======== INFORMATION SHOWN ========

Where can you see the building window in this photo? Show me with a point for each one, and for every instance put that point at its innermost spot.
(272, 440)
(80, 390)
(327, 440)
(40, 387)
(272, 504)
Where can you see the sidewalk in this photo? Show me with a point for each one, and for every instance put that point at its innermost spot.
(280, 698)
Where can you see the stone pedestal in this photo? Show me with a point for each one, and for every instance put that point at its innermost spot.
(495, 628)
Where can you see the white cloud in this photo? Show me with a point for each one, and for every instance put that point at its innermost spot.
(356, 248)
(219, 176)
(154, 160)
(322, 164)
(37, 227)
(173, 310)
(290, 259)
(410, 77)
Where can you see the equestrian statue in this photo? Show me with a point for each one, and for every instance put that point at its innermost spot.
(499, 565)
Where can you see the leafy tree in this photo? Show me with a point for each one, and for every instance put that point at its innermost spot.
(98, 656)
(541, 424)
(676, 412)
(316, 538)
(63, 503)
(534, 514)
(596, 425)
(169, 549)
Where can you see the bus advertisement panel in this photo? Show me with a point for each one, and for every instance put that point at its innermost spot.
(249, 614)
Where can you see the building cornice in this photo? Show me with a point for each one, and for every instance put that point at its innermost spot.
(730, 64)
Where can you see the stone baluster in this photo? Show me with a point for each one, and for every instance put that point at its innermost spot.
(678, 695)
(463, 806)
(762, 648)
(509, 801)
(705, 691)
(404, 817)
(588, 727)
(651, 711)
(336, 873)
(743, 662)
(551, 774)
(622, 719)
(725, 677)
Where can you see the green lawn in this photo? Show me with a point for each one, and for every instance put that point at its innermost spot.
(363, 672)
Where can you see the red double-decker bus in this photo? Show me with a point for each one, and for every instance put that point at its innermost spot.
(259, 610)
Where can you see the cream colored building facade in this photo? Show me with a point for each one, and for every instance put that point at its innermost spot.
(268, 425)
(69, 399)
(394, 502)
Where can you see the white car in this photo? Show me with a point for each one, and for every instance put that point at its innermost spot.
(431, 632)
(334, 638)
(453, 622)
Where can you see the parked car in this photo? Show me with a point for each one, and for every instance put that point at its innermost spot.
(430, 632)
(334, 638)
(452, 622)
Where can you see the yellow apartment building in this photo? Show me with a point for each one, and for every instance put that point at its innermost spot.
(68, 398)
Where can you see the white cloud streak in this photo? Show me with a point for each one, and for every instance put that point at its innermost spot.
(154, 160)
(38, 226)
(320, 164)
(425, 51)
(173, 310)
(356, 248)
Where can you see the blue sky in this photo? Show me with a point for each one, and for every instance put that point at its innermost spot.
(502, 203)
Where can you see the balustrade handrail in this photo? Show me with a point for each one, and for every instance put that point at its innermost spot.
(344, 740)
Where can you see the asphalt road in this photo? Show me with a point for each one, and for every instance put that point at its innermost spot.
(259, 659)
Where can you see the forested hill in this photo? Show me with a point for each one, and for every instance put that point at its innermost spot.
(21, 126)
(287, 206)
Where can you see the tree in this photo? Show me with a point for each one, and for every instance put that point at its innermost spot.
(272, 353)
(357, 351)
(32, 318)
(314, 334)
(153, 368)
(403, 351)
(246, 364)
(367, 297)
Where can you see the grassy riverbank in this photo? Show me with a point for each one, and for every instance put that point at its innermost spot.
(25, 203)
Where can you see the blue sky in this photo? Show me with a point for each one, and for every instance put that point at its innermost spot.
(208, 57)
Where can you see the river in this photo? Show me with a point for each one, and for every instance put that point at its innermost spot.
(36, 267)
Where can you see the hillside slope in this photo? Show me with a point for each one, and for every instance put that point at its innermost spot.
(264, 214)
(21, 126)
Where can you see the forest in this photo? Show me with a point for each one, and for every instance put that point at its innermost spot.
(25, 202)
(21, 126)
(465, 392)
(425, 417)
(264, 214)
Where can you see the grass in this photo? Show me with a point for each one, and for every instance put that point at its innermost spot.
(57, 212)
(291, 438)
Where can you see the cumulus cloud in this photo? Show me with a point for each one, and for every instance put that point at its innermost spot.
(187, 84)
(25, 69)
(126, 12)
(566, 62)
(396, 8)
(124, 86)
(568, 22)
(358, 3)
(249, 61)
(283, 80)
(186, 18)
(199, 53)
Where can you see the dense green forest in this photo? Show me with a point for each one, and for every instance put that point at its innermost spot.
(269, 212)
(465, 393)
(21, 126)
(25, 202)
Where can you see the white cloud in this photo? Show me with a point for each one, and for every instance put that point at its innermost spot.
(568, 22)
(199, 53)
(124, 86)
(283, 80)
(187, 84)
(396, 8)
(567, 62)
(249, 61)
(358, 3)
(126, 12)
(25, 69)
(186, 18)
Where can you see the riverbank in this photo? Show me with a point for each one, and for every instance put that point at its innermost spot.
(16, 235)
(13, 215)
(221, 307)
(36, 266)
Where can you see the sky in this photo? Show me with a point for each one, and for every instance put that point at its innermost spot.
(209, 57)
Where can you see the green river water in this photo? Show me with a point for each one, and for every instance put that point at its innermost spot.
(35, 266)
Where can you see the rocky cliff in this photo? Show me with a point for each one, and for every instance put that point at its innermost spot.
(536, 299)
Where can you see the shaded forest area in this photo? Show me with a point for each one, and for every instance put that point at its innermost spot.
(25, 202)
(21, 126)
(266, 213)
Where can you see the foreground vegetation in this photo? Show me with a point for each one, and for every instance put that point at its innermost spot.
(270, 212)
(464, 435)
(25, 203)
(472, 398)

========

### REQUIRED WORK
Only the lines from the one containing "Where can you see the foreground" through the last line of the records should appear, each written out exactly.

### OUTPUT FOR THIS TASK
Where can you see the foreground vegetation in this photo? Show me with a point for each one, and for every instance put that point at its innermost spot.
(270, 212)
(464, 435)
(25, 203)
(472, 398)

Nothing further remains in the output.